### Records provided
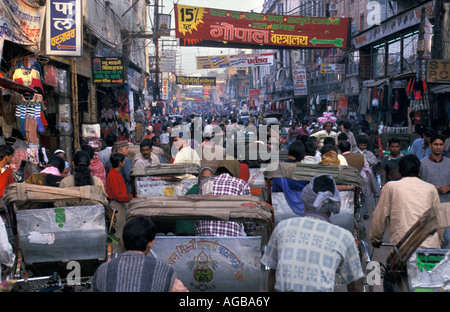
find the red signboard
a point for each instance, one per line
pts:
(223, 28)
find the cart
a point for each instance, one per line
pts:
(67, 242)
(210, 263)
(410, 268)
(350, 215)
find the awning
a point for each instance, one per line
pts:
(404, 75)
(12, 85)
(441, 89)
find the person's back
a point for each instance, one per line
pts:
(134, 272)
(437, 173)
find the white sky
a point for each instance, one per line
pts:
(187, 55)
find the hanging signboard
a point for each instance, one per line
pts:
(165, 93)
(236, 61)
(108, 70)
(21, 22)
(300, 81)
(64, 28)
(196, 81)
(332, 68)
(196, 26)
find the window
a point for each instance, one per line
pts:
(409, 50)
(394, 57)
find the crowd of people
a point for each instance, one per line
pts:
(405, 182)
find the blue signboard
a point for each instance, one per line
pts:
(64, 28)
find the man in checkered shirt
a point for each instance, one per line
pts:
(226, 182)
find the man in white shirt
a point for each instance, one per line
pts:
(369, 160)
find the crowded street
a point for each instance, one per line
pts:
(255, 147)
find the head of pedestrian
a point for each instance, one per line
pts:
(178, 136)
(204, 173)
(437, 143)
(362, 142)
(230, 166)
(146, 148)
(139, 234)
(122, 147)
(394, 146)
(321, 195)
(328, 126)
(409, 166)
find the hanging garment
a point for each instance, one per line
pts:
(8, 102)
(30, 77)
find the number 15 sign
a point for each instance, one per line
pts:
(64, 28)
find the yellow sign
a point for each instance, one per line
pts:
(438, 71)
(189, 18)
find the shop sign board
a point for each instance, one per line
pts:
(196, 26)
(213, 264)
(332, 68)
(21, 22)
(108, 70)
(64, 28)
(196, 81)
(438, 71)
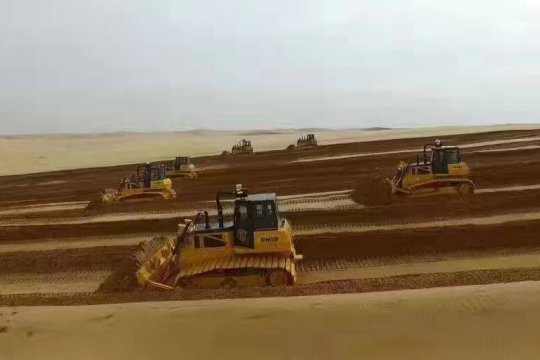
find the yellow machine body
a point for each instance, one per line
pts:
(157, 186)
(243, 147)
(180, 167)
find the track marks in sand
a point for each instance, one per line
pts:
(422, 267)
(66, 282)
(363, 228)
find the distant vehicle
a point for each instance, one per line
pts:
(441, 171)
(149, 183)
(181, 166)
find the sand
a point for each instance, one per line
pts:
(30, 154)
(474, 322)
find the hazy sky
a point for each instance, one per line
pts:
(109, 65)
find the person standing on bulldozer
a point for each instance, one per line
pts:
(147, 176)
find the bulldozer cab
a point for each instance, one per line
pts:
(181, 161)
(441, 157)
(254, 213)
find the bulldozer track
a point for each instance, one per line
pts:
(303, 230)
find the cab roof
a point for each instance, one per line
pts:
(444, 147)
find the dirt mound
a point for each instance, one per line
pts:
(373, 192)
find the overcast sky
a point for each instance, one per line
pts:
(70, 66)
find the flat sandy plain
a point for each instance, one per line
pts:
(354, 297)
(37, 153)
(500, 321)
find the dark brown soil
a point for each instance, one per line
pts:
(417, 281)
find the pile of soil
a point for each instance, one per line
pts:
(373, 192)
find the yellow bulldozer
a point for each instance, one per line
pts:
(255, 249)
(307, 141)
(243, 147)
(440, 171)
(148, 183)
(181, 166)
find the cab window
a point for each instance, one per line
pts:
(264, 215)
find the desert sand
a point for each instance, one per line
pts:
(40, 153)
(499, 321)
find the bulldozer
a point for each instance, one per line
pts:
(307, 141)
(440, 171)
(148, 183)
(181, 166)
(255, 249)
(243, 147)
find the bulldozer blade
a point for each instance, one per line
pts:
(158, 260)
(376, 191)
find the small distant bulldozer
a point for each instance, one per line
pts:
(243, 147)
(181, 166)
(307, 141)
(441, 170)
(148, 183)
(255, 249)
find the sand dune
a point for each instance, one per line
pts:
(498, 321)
######
_Challenge_
Can you retype every record above exactly, leaving out the pictures?

_Output of the task_
find the red signboard
a point for each instance, one per line
pts:
(223, 28)
find the cart
a point for each instance, one per line
pts:
(67, 242)
(210, 263)
(410, 268)
(350, 215)
find the awning
a point for each instance, one per line
pts:
(404, 75)
(12, 85)
(441, 89)
find the person's back
a point for each instance, one per line
pts:
(134, 272)
(437, 173)
find the white sky
a point for each instance, one per line
pts:
(187, 55)
find the hanging signboard
a point for each instance, one per line
pts:
(165, 93)
(236, 61)
(108, 70)
(21, 22)
(300, 81)
(64, 28)
(196, 81)
(332, 68)
(196, 26)
find the window
a point for each instance, one per line
pts:
(409, 50)
(394, 57)
find the crowd of people
a point for each instance, one per line
pts:
(405, 182)
find the blue signboard
a point for each instance, one per line
pts:
(64, 28)
find the man in checkered shirt
a point for each instance, one per line
pts:
(226, 182)
find the man in white shirt
a point for each instance, one per line
pts:
(369, 160)
find the crowded street
a point for each instance, one per line
pts:
(255, 147)
find the head of pedestrian
a point for each instance, one per line
pts:
(178, 136)
(204, 173)
(437, 143)
(362, 142)
(230, 166)
(146, 148)
(139, 234)
(122, 147)
(394, 146)
(321, 195)
(328, 126)
(409, 166)
find the hanging garment
a point for each instance, one per line
pts:
(8, 102)
(30, 77)
find the number 15 sign
a point for each instance, one per line
pts:
(64, 28)
find the yellow sign
a point for each instance, one per line
pts:
(438, 71)
(189, 18)
find the shop sign board
a point for each instance, one per line
pts:
(196, 26)
(213, 264)
(332, 68)
(21, 22)
(108, 70)
(64, 28)
(196, 81)
(438, 71)
find the yellow machine body
a point for each instance, one per line
pts:
(157, 186)
(243, 147)
(180, 167)
find the track marks in sand
a point for each instance, one per line
pts:
(422, 267)
(66, 282)
(363, 228)
find the distant vehicle
a point for each instance, one per line
pts:
(441, 171)
(149, 183)
(181, 166)
find the sand
a point for each instance, one per line
pts:
(30, 154)
(474, 322)
find the hazy sky
a point for each instance, one per line
pts:
(109, 65)
find the person standing on bulldozer
a point for each instance, one per line
pts:
(147, 176)
find the bulldozer cab
a point for each instance, one per line
pts:
(181, 161)
(441, 157)
(254, 213)
find the bulldozer track
a point for each instance, one per line
pts:
(303, 230)
find the cab roof
a point for each instance, one per line
pts:
(444, 147)
find the dirt mound
a point for each instance, one per line
pts:
(373, 192)
find the overcast sky
a point for each instance, one per line
pts:
(70, 66)
find the flat sandy plain
a point for each instance, one per line
pts:
(354, 297)
(37, 153)
(500, 321)
find the dark brown soil
a point for each instance, one per line
pts:
(417, 281)
find the pile of soil
a point for each instance, one per line
pts:
(373, 192)
find the yellow bulldozer
a point for each instance, one per line
pts:
(255, 249)
(307, 141)
(243, 147)
(440, 171)
(148, 183)
(181, 166)
find the cab window
a point for each instance, one per line
pts:
(264, 215)
find the desert sand
a point for each instance, one per line
pts:
(40, 153)
(499, 321)
find the bulldozer
a point for each instance, one per line
pts:
(307, 141)
(440, 171)
(148, 183)
(181, 166)
(255, 249)
(243, 147)
find the bulldozer blade
a point for each instance, one per line
pts:
(158, 260)
(376, 191)
find the small distant bulldozer
a point for each instance, one per line
pts:
(243, 147)
(181, 166)
(307, 141)
(441, 170)
(148, 183)
(255, 249)
find the sand dune
a point for each instance, one per line
pts:
(498, 321)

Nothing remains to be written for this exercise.